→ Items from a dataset

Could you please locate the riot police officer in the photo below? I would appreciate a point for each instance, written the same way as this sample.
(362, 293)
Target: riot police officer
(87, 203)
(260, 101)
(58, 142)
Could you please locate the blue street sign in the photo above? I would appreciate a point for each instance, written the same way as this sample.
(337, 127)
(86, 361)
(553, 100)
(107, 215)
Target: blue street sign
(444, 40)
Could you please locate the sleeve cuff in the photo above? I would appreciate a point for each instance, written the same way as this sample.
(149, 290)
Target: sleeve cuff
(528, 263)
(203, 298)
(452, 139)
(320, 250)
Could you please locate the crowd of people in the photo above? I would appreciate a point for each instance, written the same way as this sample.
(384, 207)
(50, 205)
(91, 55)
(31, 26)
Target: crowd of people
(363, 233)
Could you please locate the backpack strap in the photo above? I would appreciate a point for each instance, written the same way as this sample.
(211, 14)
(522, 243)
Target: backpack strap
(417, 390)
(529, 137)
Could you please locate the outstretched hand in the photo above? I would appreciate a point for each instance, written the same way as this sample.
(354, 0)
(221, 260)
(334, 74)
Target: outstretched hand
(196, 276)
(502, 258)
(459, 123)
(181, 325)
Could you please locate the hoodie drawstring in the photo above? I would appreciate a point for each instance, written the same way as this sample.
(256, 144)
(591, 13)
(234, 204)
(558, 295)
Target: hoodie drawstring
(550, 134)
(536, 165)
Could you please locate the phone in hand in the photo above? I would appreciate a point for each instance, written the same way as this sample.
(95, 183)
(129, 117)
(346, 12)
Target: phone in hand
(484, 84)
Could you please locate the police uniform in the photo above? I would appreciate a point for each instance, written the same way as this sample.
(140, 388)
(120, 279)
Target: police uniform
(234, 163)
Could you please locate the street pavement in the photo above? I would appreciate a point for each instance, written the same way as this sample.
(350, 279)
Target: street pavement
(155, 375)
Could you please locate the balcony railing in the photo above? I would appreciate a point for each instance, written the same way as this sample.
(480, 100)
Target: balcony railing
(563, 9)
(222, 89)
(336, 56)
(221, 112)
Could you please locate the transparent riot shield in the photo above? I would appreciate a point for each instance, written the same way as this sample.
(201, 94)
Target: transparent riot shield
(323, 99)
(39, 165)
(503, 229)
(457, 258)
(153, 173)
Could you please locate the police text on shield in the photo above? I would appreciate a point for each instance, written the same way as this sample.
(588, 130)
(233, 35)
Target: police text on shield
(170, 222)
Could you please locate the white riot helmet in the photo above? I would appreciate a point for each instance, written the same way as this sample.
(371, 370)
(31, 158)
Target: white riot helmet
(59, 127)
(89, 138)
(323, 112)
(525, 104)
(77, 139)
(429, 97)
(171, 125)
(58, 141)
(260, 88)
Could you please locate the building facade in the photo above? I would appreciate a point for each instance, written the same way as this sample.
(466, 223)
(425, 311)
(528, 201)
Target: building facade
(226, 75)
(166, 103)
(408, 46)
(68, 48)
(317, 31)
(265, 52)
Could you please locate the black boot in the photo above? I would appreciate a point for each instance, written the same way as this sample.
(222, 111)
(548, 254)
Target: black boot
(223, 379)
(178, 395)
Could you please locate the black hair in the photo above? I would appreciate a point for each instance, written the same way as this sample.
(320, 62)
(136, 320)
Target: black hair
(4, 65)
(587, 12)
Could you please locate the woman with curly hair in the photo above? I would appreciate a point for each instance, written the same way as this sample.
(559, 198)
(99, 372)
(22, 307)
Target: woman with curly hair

→ To do
Could you transcribe every entry exactly, without altering anything?

→ Problem solution
Could you please locate the riot police officer in the photo below? I would appreciate a point for each instance, written the same way as this sample.
(362, 293)
Target: riot police officer
(87, 203)
(260, 101)
(58, 142)
Could you please locate the blue street sign in the photo above? I would appreciate a point for each instance, written the same way as this sample.
(337, 127)
(86, 361)
(553, 100)
(107, 215)
Target: blue street sign
(444, 40)
Could you please locate the sleeve cuff in the photo above? I would appreciate a point for each instance, written the same way as this sample.
(149, 290)
Target: sleeve cuff
(528, 263)
(203, 298)
(452, 139)
(320, 250)
Could you please locate the crowd of people in the photo above? I would appreciate a point for each instance, written the same way as this sample.
(384, 207)
(50, 205)
(91, 55)
(31, 26)
Target: crowd of people
(363, 233)
Could you please locate the backpack strap in the photo above? I would appreciate a point for each instance, written the same way as this sample.
(211, 14)
(522, 243)
Target: backpack strap
(417, 390)
(529, 137)
Could you please locate the outstretched hand in the photo above? I would appreciate a point for each instance, written the same way as this sample.
(354, 0)
(221, 260)
(334, 74)
Target: outstretched hand
(196, 276)
(502, 258)
(459, 123)
(181, 325)
Could you please locate the hoodie drawstring in the photo above? I would appreciate a point for each instance, written the same way as this sample.
(256, 144)
(591, 13)
(234, 204)
(558, 295)
Target: hoodie drawstring
(550, 134)
(536, 165)
Could you please locate the phone in hand in the photo above? I would appreciate a point for each instance, written the same way as this sample.
(95, 183)
(129, 117)
(346, 12)
Target: phone in hand
(484, 84)
Could you please locate the police uniform in the photo above? I would appreciate a point for each instance, written the same way as this sample.
(140, 388)
(120, 279)
Target: police uniform
(234, 163)
Could you please locate the street pavement in the photo above? I would appreciate a point for each instance, written the same way as this sample.
(350, 279)
Target: street pavement
(155, 375)
Could you please locate the balcony railing in the photo above? I would appreciate a point for each instance, written the same way as this sample.
(480, 100)
Target: balcony railing
(563, 9)
(222, 89)
(336, 56)
(221, 112)
Could you please locate the transparent riot shield in the photo above? I would appreciate a point for each instance, written the same way as this sample.
(201, 94)
Target: transparent riot shield
(323, 99)
(39, 165)
(503, 229)
(457, 258)
(153, 173)
Could you please locate the police text on shield in the photo above? I would appreciate a point for each instance, written the same way as this sample.
(588, 130)
(233, 35)
Target: police text on shield
(170, 222)
Could you please locate the white riot helmet in the photo above? I would appreciate a point for each instance, written the same way as this sample.
(371, 370)
(31, 158)
Target: white riot helmet
(59, 127)
(89, 138)
(323, 112)
(525, 104)
(77, 139)
(429, 97)
(171, 125)
(58, 141)
(260, 88)
Could you please locate the building facade in the photo above? I would appreciate a point for each instance, written the same way as this sample.
(466, 223)
(425, 311)
(528, 201)
Target: building facade
(226, 75)
(166, 103)
(408, 46)
(68, 48)
(317, 31)
(265, 52)
Could you please locate the black boot in the photo above? I would appreciate a point for each instance, written the same way as this sample.
(222, 111)
(548, 254)
Target: black boot
(223, 379)
(178, 395)
Could you please locate the black hair in the photo above? I would appreciate a point for each instance, written the same way as this sample.
(320, 62)
(136, 320)
Target: black hair
(4, 65)
(587, 12)
Could you please locate the woman with curly hair in the photo above? I would appreciate a point for each instance, written the same way as this sample.
(559, 198)
(99, 372)
(22, 307)
Target: woman with curly hair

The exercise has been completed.